Reproduce all of the records below word for word.

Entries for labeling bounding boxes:
• • •
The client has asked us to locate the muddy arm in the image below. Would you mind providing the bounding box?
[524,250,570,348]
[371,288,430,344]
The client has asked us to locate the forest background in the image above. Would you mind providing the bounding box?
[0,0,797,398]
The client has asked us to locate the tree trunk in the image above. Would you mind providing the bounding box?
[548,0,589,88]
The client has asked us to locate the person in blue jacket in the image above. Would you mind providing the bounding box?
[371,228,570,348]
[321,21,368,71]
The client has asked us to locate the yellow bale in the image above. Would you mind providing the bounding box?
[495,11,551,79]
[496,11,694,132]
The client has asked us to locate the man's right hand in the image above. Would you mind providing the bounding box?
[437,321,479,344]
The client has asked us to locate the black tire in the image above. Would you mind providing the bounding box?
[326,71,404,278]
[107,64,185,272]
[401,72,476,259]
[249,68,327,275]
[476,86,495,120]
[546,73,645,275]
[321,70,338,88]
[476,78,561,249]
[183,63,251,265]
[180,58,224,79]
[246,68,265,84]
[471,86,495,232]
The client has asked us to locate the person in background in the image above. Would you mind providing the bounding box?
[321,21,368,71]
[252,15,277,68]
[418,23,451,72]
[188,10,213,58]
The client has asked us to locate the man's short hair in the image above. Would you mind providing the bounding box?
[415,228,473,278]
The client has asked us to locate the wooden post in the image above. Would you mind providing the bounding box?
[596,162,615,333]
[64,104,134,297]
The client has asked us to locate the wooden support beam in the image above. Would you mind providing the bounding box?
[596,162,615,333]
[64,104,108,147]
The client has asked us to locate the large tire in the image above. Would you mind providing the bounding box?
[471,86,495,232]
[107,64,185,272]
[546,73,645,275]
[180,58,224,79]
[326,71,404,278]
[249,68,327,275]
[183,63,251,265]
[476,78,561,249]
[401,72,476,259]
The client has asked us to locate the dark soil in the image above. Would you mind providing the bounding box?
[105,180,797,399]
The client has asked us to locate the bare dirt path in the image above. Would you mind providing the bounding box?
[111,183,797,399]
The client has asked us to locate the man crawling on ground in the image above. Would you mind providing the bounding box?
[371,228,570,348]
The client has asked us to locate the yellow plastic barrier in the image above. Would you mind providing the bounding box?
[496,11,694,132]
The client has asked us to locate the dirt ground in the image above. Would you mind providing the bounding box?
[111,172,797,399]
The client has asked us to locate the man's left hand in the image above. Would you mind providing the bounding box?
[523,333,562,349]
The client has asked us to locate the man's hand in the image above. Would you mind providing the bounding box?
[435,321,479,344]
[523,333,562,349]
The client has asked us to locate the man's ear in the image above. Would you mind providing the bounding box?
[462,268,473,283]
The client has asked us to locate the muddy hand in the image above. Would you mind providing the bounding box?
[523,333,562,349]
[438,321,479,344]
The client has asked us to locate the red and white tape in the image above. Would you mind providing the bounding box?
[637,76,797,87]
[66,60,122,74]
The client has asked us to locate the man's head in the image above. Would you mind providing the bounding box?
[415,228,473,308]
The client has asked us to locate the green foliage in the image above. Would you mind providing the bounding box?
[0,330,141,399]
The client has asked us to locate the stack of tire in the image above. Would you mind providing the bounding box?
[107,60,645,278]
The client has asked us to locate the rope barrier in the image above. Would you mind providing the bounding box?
• • •
WRITTEN REPLY:
The client has asked us to locate the muddy arm in the image below. Would you mind providing the bounding box?
[524,250,570,348]
[371,288,430,344]
The client has asked us to locate the forest background in the image above. Would you mind providing the bounding box?
[0,0,797,398]
The client has asked us to locate the tree trunk in the image above. Would you mind providing the bounding box?
[548,0,589,88]
The client has asked us to locate the person in blue jacket in the image above. Would you mind providing the bounding box?
[371,228,570,348]
[321,21,368,71]
The client has asked us to locate the yellow bale in the image above. Would you mind providing the bounding box?
[495,11,551,79]
[496,11,694,132]
The client has asked us to locate the man's right hand in the image above. Would you mind providing the bounding box?
[437,321,479,344]
The client has asked us to locate the black tire in the image above. Would you mind providing the bounding box?
[326,71,404,278]
[107,64,185,272]
[401,72,476,259]
[249,68,327,275]
[476,86,495,120]
[546,73,645,275]
[321,70,338,88]
[476,78,561,249]
[183,63,251,265]
[180,58,224,79]
[246,68,265,84]
[471,86,495,232]
The client has asked us to locate the person in background in the image above. Would you mind providing the bounding box?
[321,21,368,71]
[252,15,277,68]
[418,23,451,72]
[188,10,213,58]
The client has asked us to locate the man's short hair in the image above. Would you mind providing the bounding box?
[415,228,473,278]
The client has asked us to locate the wooden post in the image above. Would you mind providing the bounding box?
[596,162,615,333]
[64,104,134,297]
The client has asked us to locate the wooden support beam in the image above. Would you mind providing the bounding box?
[596,162,615,333]
[64,104,108,147]
The client has asked us to locate the large tire in the image above. Would you mind providing the bounding box?
[471,86,495,232]
[107,64,185,272]
[546,73,645,275]
[180,58,224,79]
[326,71,404,278]
[249,68,327,275]
[183,63,251,265]
[476,78,561,249]
[401,72,476,259]
The client has asked us to locate the dark soil in the image above. Would you mind providing the bounding box?
[105,180,797,399]
The client has asked us to locate the bare dirt path in the image above. Would you mind providing the bounding box?
[111,183,797,399]
The client has asked us to locate the man crawling on ground in the image above. Would you mind providing the bounding box?
[371,228,570,348]
The client has asked us to locate the yellow plastic barrier in the image above. Would you mind providing the bounding box?
[496,11,694,132]
The client has asked us to locate the dirt ground in the image above. Would you mind providing the bounding box?
[111,172,797,399]
The client has asked us to locate the man's left hand in the image above. Would you mind providing the bounding box?
[523,333,562,349]
The client has asked us to locate the man's hand in the image above. Would you mind providing the bounding box?
[435,321,479,344]
[523,333,562,349]
The client has asked us to locate the man's ear in the image above. Would you mind providing the bounding box?
[462,268,473,283]
The client has asked us to locate the muddy hand in the image above. Would you mind providing the bounding box?
[523,333,562,349]
[438,321,479,344]
The client has asked us to locate the red and white tape in the image above. Would you mind providing the bounding box?
[637,76,797,87]
[66,60,122,74]
The client has asked us to locate the man's head in the image above. Would you mind providing the bounding box?
[415,228,473,308]
The client has asked us to locate the green foliage in the image above. Would you mind providing the bounding box?
[0,330,141,399]
The client has asked us to locate the stack of tire in the image above. Would you mind providing the bounding box?
[107,60,645,278]
The client has asked us to locate the rope barrier in the image above. Would you mind providing the bounding box?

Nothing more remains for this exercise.